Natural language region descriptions
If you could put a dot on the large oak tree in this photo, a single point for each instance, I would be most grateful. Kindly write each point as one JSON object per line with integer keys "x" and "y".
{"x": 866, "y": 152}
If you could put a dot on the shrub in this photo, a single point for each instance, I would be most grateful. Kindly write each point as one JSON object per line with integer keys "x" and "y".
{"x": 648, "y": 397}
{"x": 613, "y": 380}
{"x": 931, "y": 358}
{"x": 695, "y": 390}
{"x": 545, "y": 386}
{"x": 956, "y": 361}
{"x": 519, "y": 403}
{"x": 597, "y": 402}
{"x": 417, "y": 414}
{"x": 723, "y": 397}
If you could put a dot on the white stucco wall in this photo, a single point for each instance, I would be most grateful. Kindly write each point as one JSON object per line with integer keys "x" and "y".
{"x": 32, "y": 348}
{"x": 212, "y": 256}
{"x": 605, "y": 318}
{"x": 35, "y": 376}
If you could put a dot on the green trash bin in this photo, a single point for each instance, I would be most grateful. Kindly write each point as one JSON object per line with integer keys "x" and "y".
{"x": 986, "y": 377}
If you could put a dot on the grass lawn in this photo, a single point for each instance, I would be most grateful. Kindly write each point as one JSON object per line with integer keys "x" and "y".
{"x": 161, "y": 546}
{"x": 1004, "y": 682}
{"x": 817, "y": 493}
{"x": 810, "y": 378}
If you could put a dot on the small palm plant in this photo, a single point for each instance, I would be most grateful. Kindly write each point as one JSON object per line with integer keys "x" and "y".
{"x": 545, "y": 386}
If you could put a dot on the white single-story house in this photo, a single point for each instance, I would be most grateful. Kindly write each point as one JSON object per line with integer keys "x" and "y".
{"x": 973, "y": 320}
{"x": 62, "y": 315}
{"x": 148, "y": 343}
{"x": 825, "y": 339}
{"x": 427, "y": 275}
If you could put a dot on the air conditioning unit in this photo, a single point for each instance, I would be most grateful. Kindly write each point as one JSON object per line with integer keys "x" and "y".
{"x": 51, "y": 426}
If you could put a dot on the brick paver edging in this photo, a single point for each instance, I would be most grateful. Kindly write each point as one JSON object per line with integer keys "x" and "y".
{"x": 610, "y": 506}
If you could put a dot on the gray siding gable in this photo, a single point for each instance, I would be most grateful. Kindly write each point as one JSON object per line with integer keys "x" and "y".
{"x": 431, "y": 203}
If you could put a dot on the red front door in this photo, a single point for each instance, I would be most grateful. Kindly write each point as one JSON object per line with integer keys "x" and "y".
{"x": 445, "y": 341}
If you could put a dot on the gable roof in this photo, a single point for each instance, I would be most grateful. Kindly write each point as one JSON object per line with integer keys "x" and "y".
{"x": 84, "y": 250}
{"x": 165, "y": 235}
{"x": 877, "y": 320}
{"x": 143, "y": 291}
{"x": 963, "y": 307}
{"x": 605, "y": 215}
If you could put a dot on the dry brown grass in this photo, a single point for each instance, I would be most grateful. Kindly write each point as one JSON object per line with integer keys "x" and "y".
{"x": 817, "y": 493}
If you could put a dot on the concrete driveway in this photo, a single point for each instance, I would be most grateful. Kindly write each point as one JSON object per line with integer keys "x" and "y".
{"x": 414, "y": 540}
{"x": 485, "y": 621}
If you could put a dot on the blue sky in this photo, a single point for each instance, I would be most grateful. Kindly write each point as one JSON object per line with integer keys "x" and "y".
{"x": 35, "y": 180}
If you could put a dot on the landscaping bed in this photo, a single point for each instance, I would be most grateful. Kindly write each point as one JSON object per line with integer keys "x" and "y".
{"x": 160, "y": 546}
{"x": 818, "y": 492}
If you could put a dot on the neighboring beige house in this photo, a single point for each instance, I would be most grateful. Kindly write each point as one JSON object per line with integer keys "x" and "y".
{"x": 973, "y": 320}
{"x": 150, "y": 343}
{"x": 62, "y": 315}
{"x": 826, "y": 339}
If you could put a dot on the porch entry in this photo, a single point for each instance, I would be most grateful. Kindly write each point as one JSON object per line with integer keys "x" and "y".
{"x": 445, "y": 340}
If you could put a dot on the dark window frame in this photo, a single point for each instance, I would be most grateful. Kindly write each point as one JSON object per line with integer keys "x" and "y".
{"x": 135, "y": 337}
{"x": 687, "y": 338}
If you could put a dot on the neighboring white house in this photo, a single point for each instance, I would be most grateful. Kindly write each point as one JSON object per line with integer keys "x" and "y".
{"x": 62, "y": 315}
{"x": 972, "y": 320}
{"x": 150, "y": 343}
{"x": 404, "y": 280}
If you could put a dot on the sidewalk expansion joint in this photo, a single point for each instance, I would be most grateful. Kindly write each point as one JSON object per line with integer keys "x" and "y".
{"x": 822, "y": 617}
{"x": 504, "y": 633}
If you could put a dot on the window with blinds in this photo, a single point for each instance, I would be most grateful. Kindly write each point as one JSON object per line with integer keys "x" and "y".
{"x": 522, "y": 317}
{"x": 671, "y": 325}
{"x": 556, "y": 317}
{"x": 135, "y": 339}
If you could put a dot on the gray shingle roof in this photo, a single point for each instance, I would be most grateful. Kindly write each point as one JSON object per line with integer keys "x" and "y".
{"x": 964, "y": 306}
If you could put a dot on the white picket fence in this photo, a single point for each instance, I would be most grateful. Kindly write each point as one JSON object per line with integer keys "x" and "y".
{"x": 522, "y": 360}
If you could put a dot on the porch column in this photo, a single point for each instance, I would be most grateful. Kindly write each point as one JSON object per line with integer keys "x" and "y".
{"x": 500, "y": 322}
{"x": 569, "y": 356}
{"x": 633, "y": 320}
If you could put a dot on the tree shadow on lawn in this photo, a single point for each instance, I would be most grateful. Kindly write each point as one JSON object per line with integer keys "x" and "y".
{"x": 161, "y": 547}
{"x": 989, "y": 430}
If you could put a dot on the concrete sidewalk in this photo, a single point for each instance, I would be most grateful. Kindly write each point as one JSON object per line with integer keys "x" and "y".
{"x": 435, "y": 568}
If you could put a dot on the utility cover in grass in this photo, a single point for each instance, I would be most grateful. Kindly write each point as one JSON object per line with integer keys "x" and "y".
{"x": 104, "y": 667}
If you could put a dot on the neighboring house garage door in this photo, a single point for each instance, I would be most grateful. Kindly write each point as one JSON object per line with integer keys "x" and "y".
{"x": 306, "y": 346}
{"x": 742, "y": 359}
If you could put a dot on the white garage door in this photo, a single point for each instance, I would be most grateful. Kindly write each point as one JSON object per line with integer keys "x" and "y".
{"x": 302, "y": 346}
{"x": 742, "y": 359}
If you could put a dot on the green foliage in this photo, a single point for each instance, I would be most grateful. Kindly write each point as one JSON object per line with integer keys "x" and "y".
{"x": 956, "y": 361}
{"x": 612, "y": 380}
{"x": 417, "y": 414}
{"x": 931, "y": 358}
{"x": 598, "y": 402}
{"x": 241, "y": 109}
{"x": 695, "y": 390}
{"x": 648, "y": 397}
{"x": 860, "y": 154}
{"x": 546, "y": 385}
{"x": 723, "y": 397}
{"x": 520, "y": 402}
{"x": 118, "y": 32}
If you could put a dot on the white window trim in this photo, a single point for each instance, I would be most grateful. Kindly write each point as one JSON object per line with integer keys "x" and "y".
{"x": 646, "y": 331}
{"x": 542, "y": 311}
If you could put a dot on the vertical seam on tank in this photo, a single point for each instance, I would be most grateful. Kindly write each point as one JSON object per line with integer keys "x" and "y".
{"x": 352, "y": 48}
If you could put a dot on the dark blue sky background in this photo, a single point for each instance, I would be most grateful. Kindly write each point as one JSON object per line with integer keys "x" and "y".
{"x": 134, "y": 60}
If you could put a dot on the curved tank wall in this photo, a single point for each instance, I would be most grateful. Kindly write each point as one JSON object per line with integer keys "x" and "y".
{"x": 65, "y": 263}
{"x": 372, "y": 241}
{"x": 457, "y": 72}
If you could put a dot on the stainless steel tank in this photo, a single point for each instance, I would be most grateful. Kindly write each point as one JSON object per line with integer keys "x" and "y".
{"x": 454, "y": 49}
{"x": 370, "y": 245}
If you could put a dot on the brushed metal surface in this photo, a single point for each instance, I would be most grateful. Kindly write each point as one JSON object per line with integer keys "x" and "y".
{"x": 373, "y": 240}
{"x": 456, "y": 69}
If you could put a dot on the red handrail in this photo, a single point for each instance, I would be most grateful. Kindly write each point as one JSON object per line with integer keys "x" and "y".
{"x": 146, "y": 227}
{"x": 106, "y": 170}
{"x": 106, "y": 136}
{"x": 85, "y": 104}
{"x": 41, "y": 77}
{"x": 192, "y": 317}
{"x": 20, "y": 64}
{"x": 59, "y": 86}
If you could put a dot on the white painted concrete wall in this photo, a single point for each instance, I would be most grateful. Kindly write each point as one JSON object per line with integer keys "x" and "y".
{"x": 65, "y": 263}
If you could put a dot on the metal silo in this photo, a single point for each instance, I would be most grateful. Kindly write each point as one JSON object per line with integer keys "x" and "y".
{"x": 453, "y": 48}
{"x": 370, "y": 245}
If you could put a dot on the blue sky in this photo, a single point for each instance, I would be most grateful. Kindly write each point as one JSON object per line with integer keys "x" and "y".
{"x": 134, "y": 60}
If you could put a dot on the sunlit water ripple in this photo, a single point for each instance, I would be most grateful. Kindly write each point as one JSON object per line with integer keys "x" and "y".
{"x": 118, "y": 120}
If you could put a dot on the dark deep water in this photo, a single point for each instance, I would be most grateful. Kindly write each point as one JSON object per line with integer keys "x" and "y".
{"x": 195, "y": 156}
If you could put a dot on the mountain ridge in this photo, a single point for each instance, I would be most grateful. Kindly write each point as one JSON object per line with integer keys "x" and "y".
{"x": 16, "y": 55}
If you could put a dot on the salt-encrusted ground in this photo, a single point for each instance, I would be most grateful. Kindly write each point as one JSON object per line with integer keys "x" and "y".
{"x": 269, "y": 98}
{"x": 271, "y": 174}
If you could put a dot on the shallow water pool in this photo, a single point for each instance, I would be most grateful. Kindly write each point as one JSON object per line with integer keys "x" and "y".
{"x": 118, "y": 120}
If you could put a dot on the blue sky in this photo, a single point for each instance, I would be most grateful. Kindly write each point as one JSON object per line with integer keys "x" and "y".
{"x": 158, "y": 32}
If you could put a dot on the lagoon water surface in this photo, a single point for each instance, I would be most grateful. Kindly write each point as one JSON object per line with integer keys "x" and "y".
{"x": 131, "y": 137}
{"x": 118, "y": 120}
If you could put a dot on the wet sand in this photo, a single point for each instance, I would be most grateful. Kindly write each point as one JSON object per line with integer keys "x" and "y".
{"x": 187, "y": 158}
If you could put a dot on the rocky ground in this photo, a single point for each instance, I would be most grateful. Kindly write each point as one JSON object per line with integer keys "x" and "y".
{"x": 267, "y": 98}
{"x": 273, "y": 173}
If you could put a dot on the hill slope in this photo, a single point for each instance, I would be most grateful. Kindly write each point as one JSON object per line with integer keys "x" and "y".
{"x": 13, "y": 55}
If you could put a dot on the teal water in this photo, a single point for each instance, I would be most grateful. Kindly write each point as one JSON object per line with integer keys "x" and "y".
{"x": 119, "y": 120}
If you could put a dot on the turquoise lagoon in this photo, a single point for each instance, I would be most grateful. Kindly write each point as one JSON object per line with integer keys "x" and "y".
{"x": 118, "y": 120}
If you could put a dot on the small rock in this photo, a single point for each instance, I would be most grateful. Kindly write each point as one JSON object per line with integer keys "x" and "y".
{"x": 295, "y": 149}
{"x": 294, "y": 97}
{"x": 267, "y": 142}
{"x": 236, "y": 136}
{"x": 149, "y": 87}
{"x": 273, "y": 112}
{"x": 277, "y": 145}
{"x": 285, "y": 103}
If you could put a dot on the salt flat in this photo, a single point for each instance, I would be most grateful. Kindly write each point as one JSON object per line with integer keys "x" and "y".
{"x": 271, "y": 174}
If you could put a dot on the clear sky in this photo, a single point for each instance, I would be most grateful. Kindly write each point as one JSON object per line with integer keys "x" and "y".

Task description
Write out, word for word, the lines from the one containing "If you could put a dot on the salt flat" through the end of the records, with no other lines.

Response for this exercise
If you could put a dot on the salt flat in this photo, a single point for each instance, I would be most grateful. Kindly write each point as one JSON object per line with integer keys "x" and "y".
{"x": 271, "y": 174}
If you could put a dot on the clear sky in this photo, a single point for each instance, I would be most grateful. Kindly write each point as one JSON object per line with integer keys "x" and "y".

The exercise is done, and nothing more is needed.